**What to do:** Look for the word "below" in the records, and copy each line where it appears.
━━━━━ Records for the exercise ━━━━━
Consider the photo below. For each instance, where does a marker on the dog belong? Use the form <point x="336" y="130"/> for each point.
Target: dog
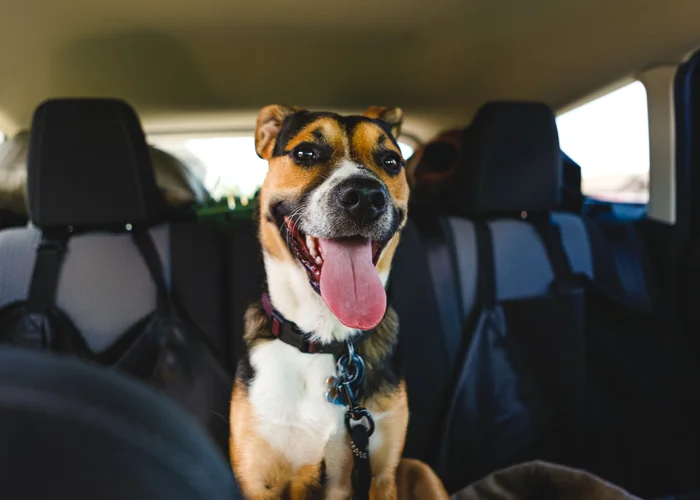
<point x="331" y="210"/>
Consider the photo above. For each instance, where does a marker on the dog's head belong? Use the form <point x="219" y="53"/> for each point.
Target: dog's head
<point x="333" y="203"/>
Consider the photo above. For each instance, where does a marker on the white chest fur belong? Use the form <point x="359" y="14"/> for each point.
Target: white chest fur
<point x="288" y="397"/>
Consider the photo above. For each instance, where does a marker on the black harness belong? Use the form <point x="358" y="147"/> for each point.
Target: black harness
<point x="344" y="389"/>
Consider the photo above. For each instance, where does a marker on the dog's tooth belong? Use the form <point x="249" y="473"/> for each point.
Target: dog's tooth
<point x="311" y="245"/>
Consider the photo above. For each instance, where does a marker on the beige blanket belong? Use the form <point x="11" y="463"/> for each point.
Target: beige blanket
<point x="542" y="480"/>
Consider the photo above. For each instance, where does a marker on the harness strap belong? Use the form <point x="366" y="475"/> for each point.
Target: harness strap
<point x="289" y="333"/>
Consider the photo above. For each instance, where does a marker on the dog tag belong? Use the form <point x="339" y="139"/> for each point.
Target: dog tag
<point x="334" y="394"/>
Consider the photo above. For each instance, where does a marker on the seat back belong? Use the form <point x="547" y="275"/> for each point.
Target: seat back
<point x="512" y="149"/>
<point x="96" y="275"/>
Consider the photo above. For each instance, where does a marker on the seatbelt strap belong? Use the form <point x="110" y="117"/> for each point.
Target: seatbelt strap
<point x="550" y="234"/>
<point x="165" y="304"/>
<point x="33" y="329"/>
<point x="149" y="254"/>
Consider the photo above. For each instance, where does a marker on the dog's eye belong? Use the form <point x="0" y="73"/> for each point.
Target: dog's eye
<point x="305" y="155"/>
<point x="392" y="162"/>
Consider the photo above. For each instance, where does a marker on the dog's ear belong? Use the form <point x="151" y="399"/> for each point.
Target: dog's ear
<point x="268" y="127"/>
<point x="392" y="116"/>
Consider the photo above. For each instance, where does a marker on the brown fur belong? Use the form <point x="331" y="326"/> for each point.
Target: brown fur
<point x="264" y="473"/>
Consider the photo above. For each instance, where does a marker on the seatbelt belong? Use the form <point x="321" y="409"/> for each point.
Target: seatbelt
<point x="550" y="234"/>
<point x="34" y="328"/>
<point x="165" y="307"/>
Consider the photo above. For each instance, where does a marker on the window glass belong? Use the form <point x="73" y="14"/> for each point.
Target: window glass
<point x="609" y="138"/>
<point x="229" y="165"/>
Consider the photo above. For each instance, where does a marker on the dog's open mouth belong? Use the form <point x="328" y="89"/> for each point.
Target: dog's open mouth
<point x="343" y="271"/>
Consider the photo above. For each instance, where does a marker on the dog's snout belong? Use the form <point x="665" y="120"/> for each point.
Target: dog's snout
<point x="365" y="200"/>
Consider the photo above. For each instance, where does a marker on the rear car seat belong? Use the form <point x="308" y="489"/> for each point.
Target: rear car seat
<point x="90" y="175"/>
<point x="511" y="169"/>
<point x="510" y="164"/>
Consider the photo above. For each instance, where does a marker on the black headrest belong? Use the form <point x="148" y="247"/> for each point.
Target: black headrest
<point x="88" y="166"/>
<point x="510" y="161"/>
<point x="572" y="196"/>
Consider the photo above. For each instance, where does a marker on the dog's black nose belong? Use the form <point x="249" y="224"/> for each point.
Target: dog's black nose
<point x="364" y="199"/>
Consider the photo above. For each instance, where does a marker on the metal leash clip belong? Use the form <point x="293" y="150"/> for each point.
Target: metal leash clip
<point x="344" y="387"/>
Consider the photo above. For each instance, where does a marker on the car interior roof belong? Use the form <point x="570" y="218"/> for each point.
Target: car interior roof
<point x="182" y="60"/>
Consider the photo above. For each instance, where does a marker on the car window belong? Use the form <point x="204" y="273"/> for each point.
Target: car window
<point x="228" y="165"/>
<point x="609" y="138"/>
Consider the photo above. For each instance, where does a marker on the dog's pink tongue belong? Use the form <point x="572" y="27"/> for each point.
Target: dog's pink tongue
<point x="350" y="284"/>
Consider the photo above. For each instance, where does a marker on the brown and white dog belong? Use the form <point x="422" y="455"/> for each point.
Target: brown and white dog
<point x="331" y="211"/>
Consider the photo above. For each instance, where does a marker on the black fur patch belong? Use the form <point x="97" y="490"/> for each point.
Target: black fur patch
<point x="295" y="122"/>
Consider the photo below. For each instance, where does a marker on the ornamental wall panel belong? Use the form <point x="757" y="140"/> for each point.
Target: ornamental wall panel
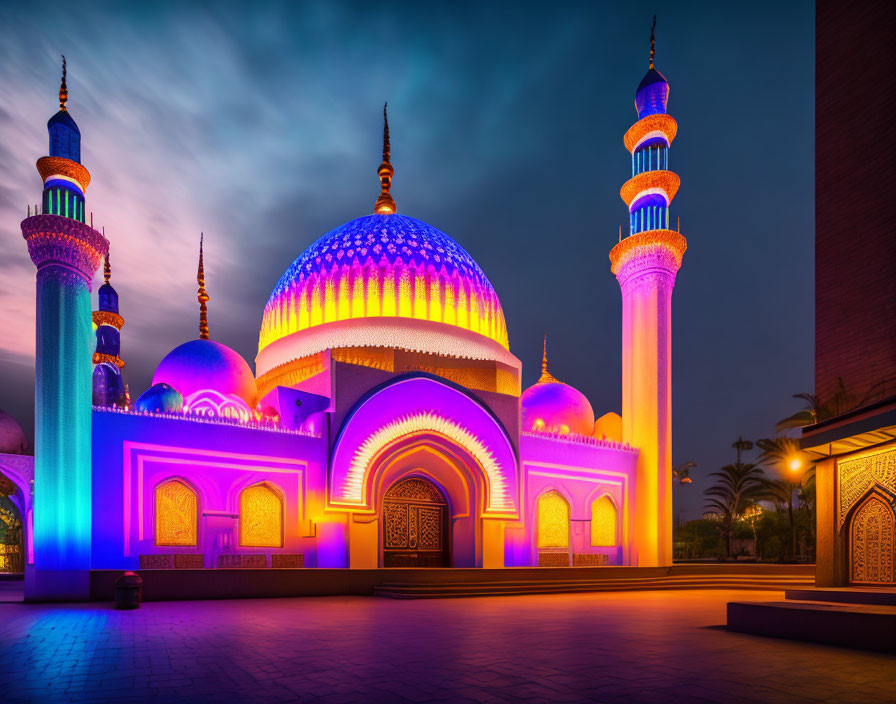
<point x="856" y="476"/>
━━━━━
**Problem solution:**
Consider the photo below. For each instance, where does a marker on the dog belong? Use the form <point x="336" y="130"/> for each point.
Consider the photo below. For each instance, where does a marker on the ornamental wall panel belong? Use the form <point x="757" y="140"/> for each point.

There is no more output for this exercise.